OBJECTIVE: Could you turn the lines of the records below into a numbered list and leave out any blank lines?

SOURCE MATERIAL:
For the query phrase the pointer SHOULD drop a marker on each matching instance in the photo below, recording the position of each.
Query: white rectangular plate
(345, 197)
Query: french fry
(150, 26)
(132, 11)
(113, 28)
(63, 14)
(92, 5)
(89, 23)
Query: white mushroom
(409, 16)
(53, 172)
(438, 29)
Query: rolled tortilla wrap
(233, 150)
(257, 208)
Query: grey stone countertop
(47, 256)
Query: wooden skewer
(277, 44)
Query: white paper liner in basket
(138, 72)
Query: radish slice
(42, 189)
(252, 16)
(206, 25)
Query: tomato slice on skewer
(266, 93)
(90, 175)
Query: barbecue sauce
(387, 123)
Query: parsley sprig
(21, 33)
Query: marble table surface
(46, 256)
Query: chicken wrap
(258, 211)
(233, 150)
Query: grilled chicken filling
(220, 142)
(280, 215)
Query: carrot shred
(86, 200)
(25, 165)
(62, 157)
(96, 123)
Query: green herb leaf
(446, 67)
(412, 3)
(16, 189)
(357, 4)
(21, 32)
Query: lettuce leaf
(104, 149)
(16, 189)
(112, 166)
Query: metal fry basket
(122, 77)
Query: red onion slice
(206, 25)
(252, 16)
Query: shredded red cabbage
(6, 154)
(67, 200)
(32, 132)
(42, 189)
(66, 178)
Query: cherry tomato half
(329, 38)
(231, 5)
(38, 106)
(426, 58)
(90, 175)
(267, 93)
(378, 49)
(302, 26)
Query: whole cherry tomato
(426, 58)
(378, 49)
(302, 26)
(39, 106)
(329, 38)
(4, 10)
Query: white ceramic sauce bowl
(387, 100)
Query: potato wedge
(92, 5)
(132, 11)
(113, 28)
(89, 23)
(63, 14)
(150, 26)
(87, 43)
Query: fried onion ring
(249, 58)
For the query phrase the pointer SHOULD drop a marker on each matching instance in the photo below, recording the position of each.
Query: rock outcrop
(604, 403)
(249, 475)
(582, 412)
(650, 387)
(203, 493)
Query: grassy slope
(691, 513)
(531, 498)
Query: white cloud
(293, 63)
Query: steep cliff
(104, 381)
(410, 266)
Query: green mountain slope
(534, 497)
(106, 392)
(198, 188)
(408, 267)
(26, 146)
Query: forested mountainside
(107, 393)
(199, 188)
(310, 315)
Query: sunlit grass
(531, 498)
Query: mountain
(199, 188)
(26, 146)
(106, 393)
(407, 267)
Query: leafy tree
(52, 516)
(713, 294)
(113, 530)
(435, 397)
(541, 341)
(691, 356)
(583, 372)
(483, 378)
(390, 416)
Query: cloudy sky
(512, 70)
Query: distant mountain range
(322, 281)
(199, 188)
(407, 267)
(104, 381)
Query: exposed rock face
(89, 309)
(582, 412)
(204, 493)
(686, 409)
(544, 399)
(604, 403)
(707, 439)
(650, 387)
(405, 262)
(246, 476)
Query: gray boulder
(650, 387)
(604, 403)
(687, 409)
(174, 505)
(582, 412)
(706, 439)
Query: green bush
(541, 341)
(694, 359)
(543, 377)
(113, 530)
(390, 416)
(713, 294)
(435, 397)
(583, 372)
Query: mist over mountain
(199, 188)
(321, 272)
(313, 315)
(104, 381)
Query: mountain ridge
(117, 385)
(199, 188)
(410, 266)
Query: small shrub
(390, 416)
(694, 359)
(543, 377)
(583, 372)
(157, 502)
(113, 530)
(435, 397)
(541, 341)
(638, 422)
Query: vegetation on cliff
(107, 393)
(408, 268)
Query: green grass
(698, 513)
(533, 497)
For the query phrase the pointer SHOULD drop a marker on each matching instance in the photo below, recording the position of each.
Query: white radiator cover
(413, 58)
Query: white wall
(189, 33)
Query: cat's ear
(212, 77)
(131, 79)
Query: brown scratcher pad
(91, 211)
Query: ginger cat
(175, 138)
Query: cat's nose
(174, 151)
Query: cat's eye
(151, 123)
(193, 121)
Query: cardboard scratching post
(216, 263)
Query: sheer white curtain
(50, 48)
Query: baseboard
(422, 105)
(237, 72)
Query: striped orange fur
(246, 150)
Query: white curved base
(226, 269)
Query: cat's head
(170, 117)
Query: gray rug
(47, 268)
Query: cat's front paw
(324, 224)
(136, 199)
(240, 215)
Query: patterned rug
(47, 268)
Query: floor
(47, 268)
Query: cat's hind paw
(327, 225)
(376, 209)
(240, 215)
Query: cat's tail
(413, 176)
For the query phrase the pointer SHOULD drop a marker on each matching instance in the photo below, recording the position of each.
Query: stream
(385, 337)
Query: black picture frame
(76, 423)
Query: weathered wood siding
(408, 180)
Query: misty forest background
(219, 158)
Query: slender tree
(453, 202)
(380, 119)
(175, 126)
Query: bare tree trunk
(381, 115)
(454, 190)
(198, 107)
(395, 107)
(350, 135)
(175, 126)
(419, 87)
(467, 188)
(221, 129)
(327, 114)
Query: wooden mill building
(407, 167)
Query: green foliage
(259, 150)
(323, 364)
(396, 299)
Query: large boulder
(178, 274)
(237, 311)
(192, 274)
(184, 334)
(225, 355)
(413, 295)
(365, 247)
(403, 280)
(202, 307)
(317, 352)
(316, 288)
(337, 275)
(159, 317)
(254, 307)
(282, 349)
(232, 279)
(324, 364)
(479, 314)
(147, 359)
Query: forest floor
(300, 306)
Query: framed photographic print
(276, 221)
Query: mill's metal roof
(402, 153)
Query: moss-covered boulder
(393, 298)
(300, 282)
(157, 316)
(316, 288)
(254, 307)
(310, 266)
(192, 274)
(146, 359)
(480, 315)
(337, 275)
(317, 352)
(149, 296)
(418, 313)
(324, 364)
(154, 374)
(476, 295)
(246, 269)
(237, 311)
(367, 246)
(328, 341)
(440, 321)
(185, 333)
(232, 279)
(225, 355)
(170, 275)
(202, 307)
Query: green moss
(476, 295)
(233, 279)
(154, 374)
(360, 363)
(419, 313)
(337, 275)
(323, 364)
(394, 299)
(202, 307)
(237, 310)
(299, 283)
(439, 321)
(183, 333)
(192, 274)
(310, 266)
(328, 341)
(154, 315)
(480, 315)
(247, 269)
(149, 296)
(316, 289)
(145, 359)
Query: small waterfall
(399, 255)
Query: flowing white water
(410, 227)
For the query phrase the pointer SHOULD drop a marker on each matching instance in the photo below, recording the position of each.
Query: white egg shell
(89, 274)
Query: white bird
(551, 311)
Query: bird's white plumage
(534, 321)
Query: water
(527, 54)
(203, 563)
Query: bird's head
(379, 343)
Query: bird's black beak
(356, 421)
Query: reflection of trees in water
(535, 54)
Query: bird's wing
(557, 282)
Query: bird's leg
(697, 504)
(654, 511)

SOLUTION FOR THIS EXERCISE:
1. For the query phrase the pointer SHOULD drop a marker on each matching instance in the photo below, recording the position of each.
2. Query: white rectangular plate
3. (345, 197)
4. Query: french fry
5. (150, 26)
6. (132, 11)
7. (113, 28)
8. (63, 14)
9. (92, 5)
10. (89, 23)
11. Query: white mushroom
12. (409, 16)
13. (53, 172)
14. (438, 29)
15. Query: rolled tortilla wrap
16. (233, 150)
17. (257, 208)
18. Query: grey stone countertop
19. (47, 256)
20. Query: wooden skewer
21. (277, 44)
22. Query: white paper liner in basket
23. (138, 72)
24. Query: radish slice
25. (42, 189)
26. (252, 16)
27. (206, 25)
28. Query: tomato slice on skewer
29. (266, 93)
30. (90, 175)
31. Query: barbecue sauce
32. (387, 123)
33. Query: parsley sprig
34. (21, 33)
35. Query: marble table surface
36. (46, 256)
37. Query: chicken wrap
38. (258, 211)
39. (233, 150)
40. Query: grilled chicken filling
41. (220, 142)
42. (280, 215)
43. Query: carrot shred
44. (86, 200)
45. (25, 165)
46. (62, 157)
47. (96, 123)
48. Query: green herb leaf
49. (446, 67)
50. (412, 3)
51. (16, 189)
52. (357, 4)
53. (21, 32)
54. Query: lettuce leaf
55. (104, 149)
56. (16, 189)
57. (112, 166)
58. Query: metal fry basket
59. (122, 77)
60. Query: red onion slice
61. (206, 25)
62. (252, 16)
63. Query: shredded red cabbage
64. (6, 154)
65. (67, 200)
66. (32, 132)
67. (42, 189)
68. (66, 178)
69. Query: cherry tomato half
70. (329, 38)
71. (231, 5)
72. (38, 106)
73. (426, 58)
74. (90, 175)
75. (267, 93)
76. (378, 49)
77. (302, 26)
78. Query: whole cherry tomato
79. (426, 58)
80. (378, 49)
81. (302, 26)
82. (39, 106)
83. (329, 38)
84. (4, 10)
85. Query: white ceramic sauce bowl
86. (387, 100)
87. Query: potato wedge
88. (92, 5)
89. (132, 11)
90. (113, 28)
91. (89, 23)
92. (63, 14)
93. (150, 26)
94. (87, 43)
95. Query: fried onion ring
96. (249, 58)
97. For the query phrase the pointer SHOULD drop a marker on each matching instance in the photo below, recording the position of each.
98. Query: rock outcrop
99. (604, 403)
100. (249, 475)
101. (582, 412)
102. (650, 387)
103. (203, 493)
104. Query: grassy slope
105. (691, 513)
106. (531, 498)
107. Query: white cloud
108. (293, 63)
109. Query: steep cliff
110. (104, 381)
111. (410, 266)
112. Query: green mountain slope
113. (534, 497)
114. (106, 392)
115. (198, 188)
116. (408, 267)
117. (26, 146)
118. Query: forested mountainside
119. (107, 393)
120. (199, 188)
121. (310, 315)
122. Query: sunlit grass
123. (531, 498)
124. Query: mountain
125. (199, 188)
126. (26, 146)
127. (106, 393)
128. (407, 267)
129. Query: leafy tree
130. (52, 516)
131. (713, 294)
132. (113, 530)
133. (435, 397)
134. (541, 341)
135. (691, 356)
136. (583, 372)
137. (483, 378)
138. (390, 416)
139. Query: cloudy sky
140. (512, 70)
141. Query: distant mountain range
142. (322, 281)
143. (199, 188)
144. (407, 267)
145. (104, 381)
146. Query: exposed rock face
147. (89, 309)
148. (582, 412)
149. (204, 493)
150. (686, 409)
151. (544, 399)
152. (604, 403)
153. (707, 439)
154. (650, 387)
155. (405, 262)
156. (246, 476)
157. Query: gray boulder
158. (650, 387)
159. (604, 403)
160. (687, 409)
161. (174, 505)
162. (582, 412)
163. (706, 439)
164. Query: green bush
165. (541, 341)
166. (694, 359)
167. (543, 377)
168. (113, 530)
169. (390, 416)
170. (713, 294)
171. (435, 397)
172. (583, 372)
173. Query: mist over mountain
174. (199, 188)
175. (321, 272)
176. (313, 315)
177. (104, 381)
178. Query: mountain ridge
179. (117, 385)
180. (199, 188)
181. (410, 266)
182. Query: small shrub
183. (390, 416)
184. (694, 359)
185. (543, 377)
186. (583, 372)
187. (157, 502)
188. (113, 530)
189. (435, 397)
190. (541, 341)
191. (638, 422)
192. Query: vegetation on cliff
193. (107, 393)
194. (408, 268)
195. Query: green grass
196. (698, 513)
197. (533, 497)
198. For the query phrase the pointer SHOULD drop a marker on each matching instance in the photo below, recording the position of each.
199. Query: white radiator cover
200. (413, 58)
201. Query: white wall
202. (189, 33)
203. Query: cat's ear
204. (212, 77)
205. (131, 79)
206. Query: brown scratcher pad
207. (91, 211)
208. Query: ginger cat
209. (175, 138)
210. Query: cat's nose
211. (174, 151)
212. Query: cat's eye
213. (151, 123)
214. (193, 121)
215. Query: cardboard scratching post
216. (216, 263)
217. Query: sheer white curtain
218. (50, 48)
219. Query: baseboard
220. (422, 105)
221. (237, 72)
222. Query: striped orange fur
223. (246, 150)
224. Query: white curved base
225. (226, 269)
226. Query: cat's head
227. (170, 117)
228. Query: gray rug
229. (47, 268)
230. Query: cat's front paw
231. (324, 224)
232. (136, 199)
233. (240, 215)
234. Query: patterned rug
235. (47, 268)
236. Query: floor
237. (47, 268)
238. Query: cat's hind paw
239. (327, 225)
240. (376, 209)
241. (240, 215)
242. Query: cat's tail
243. (413, 176)
244. For the query phrase the pointer SHOULD drop a marker on each matching instance in the photo below, recording the position of each.
245. Query: stream
246. (385, 337)
247. Query: black picture frame
248. (76, 423)
249. Query: weathered wood siding
250. (408, 180)
251. Query: misty forest background
252. (219, 158)
253. Query: slender tree
254. (453, 202)
255. (380, 119)
256. (175, 126)
257. Query: bare tree trunk
258. (381, 115)
259. (454, 190)
260. (198, 107)
261. (395, 107)
262. (350, 135)
263. (175, 126)
264. (419, 87)
265. (467, 188)
266. (221, 129)
267. (327, 114)
268. Query: wooden mill building
269. (407, 167)
270. Query: green foliage
271. (259, 150)
272. (323, 364)
273. (396, 299)
274. Query: large boulder
275. (178, 274)
276. (237, 311)
277. (192, 274)
278. (184, 334)
279. (225, 355)
280. (413, 295)
281. (365, 247)
282. (403, 280)
283. (202, 307)
284. (317, 352)
285. (316, 288)
286. (337, 275)
287. (159, 317)
288. (254, 307)
289. (282, 349)
290. (232, 279)
291. (324, 364)
292. (479, 314)
293. (147, 359)
294. Query: forest floor
295. (300, 306)
296. Query: framed photographic print
297. (276, 221)
298. Query: mill's metal roof
299. (402, 153)
300. Query: moss-covered boulder
301. (393, 298)
302. (300, 282)
303. (157, 316)
304. (316, 288)
305. (254, 307)
306. (310, 266)
307. (192, 274)
308. (146, 359)
309. (480, 315)
310. (337, 275)
311. (317, 352)
312. (149, 296)
313. (418, 313)
314. (324, 364)
315. (154, 374)
316. (476, 295)
317. (246, 269)
318. (237, 311)
319. (367, 246)
320. (328, 341)
321. (440, 321)
322. (185, 333)
323. (232, 279)
324. (225, 355)
325. (170, 275)
326. (202, 307)
327. Query: green moss
328. (476, 295)
329. (233, 279)
330. (154, 374)
331. (360, 363)
332. (419, 313)
333. (337, 275)
334. (323, 364)
335. (394, 299)
336. (202, 307)
337. (237, 310)
338. (299, 283)
339. (439, 321)
340. (183, 333)
341. (192, 274)
342. (310, 266)
343. (328, 341)
344. (154, 315)
345. (480, 315)
346. (247, 269)
347. (149, 296)
348. (316, 289)
349. (145, 359)
350. Query: small waterfall
351. (399, 255)
352. Query: flowing white water
353. (410, 227)
354. For the query phrase the pointer SHOULD drop a marker on each matching instance in the photo below, recording the position of each.
355. Query: white egg shell
356. (89, 274)
357. Query: white bird
358. (551, 311)
359. Query: bird's white plumage
360. (534, 321)
361. Query: water
362. (527, 54)
363. (203, 563)
364. Query: bird's head
365. (379, 343)
366. Query: bird's black beak
367. (356, 421)
368. Query: reflection of trees in water
369. (535, 54)
370. Query: bird's wing
371. (557, 282)
372. Query: bird's leg
373. (697, 504)
374. (654, 511)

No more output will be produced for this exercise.